## Dataset
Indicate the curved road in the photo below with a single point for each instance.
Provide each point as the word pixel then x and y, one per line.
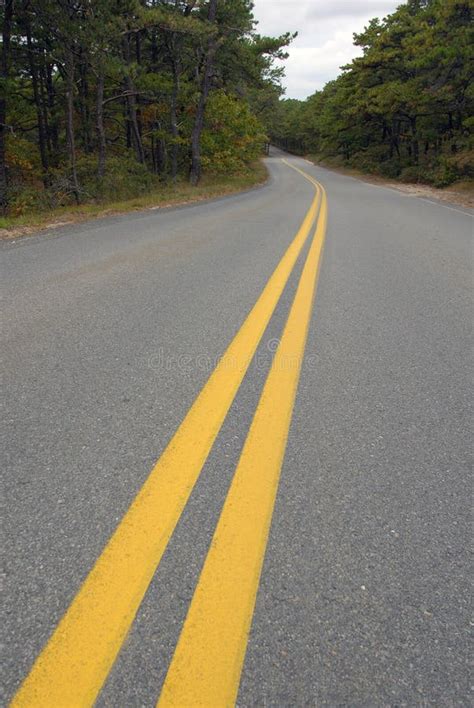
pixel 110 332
...
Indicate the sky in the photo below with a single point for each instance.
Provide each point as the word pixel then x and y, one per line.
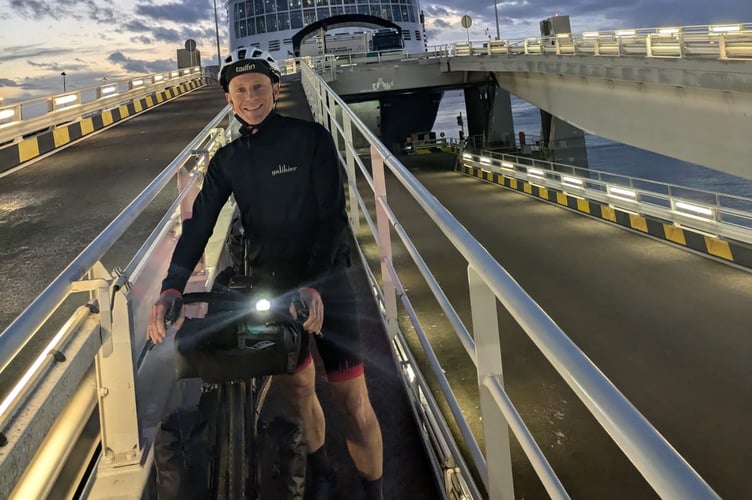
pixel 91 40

## What is needed
Retype the lines starting with the line containing "Indicate the sky" and going on through the line containing "pixel 91 40", leaving the pictures out of your answer.

## Exercise answer
Indicate the sky in the photo below with a single point for each instance.
Provide each point as the word pixel then x and y, one per line.
pixel 91 40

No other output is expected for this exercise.